## WORK TO BE COMPLETED
Locate the line that contains "For each instance of the taxi" in the entries below. Retype it and all following lines through the final one, character for character.

## DATASET ENTRIES
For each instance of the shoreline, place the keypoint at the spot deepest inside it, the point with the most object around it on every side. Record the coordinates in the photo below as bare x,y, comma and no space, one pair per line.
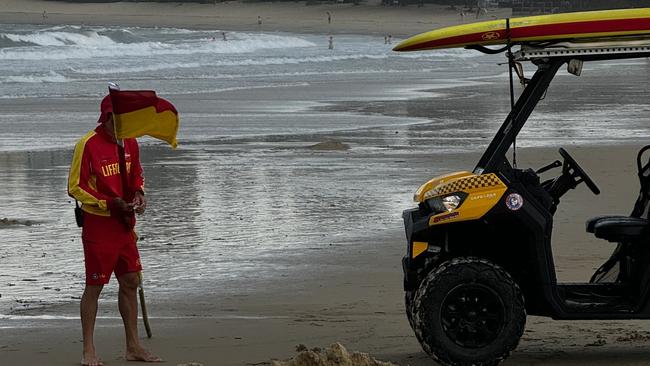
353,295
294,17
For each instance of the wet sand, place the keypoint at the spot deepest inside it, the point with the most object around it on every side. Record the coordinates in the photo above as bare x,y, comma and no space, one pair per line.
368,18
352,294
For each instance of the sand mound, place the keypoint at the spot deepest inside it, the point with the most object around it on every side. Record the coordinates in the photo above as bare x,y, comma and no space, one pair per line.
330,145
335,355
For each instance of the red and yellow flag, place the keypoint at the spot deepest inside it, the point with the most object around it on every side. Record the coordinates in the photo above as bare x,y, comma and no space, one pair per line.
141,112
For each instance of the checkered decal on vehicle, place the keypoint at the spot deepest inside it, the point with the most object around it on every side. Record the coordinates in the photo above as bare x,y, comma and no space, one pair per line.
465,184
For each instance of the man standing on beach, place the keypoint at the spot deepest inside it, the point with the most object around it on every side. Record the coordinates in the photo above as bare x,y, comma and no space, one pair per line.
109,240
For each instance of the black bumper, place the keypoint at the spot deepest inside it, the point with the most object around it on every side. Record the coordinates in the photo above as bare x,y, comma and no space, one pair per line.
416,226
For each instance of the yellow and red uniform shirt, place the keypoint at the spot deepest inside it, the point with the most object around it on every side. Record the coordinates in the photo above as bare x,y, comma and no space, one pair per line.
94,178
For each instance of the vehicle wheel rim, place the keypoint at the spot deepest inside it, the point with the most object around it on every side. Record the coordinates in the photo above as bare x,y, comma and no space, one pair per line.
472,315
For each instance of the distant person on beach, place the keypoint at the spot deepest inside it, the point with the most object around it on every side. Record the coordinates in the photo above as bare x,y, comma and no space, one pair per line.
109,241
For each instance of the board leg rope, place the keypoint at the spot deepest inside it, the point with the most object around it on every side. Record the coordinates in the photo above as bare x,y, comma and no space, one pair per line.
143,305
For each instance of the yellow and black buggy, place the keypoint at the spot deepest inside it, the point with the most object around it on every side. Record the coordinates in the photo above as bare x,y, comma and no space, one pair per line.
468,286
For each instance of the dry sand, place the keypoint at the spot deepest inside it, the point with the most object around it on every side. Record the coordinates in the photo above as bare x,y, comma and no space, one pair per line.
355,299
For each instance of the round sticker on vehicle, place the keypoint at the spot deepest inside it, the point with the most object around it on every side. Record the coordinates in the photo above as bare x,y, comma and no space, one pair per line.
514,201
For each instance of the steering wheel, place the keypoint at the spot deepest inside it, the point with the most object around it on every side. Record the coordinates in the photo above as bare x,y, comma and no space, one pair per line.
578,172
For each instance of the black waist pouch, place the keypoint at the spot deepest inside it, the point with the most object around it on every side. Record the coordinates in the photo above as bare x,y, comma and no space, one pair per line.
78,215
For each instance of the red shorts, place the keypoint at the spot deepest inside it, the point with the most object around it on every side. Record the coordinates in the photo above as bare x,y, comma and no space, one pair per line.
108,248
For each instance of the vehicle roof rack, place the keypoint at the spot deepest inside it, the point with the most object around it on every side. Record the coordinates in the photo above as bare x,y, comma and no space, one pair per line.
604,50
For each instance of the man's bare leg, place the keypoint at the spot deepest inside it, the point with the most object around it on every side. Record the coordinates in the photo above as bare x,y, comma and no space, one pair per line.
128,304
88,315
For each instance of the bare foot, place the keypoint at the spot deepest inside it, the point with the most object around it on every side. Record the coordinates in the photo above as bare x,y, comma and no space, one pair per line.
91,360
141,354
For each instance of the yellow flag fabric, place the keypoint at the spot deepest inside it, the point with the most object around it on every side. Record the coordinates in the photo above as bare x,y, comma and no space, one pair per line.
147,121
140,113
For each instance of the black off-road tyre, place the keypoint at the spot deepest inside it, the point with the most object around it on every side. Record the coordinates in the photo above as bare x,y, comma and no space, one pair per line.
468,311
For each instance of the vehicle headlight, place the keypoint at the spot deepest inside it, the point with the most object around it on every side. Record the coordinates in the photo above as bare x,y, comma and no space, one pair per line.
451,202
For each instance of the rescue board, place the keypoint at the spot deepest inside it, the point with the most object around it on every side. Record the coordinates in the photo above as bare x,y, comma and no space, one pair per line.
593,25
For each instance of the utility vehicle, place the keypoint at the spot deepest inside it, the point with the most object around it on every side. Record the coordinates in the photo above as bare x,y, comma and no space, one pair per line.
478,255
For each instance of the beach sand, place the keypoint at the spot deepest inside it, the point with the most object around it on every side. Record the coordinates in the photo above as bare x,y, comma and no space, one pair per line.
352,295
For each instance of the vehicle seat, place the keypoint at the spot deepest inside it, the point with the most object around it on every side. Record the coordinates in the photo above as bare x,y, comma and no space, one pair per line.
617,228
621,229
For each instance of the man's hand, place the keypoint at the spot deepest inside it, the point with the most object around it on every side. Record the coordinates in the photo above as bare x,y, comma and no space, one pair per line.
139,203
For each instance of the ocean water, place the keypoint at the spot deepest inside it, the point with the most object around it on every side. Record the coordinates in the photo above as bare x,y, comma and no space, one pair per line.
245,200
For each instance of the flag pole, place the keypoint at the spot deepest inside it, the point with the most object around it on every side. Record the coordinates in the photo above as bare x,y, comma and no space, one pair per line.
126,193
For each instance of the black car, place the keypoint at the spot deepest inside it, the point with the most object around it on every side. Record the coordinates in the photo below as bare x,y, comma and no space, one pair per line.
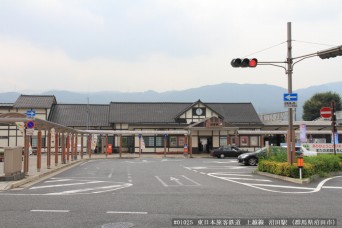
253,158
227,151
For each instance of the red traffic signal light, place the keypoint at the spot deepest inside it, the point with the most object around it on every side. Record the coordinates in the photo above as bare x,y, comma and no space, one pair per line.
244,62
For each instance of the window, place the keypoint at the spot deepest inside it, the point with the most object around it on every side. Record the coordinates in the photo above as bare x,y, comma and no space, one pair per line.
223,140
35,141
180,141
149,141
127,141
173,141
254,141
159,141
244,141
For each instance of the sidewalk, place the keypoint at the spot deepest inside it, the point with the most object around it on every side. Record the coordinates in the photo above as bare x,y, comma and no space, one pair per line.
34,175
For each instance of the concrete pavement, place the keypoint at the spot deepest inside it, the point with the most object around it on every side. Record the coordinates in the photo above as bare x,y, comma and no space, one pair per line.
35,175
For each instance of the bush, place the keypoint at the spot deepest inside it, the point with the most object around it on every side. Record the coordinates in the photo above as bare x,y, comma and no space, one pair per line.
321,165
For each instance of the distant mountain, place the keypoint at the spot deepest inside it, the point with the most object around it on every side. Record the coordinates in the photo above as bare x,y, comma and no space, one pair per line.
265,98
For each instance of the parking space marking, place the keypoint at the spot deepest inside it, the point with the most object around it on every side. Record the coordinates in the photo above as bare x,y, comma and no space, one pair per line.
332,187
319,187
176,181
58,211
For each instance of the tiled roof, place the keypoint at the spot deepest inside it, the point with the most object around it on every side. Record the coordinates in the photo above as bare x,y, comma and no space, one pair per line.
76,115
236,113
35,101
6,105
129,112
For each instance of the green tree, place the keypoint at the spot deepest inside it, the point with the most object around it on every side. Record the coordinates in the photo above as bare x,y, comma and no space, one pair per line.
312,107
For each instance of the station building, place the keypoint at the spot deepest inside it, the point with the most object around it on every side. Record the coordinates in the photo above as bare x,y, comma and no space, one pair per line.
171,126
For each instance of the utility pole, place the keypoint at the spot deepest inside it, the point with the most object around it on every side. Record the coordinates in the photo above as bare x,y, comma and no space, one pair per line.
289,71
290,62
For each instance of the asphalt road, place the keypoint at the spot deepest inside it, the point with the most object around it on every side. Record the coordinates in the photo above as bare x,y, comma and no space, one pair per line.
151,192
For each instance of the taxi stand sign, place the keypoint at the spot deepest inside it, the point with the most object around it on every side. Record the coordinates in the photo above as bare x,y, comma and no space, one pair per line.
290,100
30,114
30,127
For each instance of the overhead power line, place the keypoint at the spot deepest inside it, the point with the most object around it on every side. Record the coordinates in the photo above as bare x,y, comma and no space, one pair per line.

## OUTPUT BELOW
For each instance of the taxi stand sign, place the keypoint at the spot deepest inside it, the point with the most object around it on every side. Record the coordinates in the photo above as bare x,y, comma and no space, one pair per line.
290,100
30,114
30,127
For each instance of the overhead power line, place the keypoint at the spot deepest inside it, the point with the most object around it on every side. Record the coordinates in the photo above as bare x,y, comma and no space, one pair per line.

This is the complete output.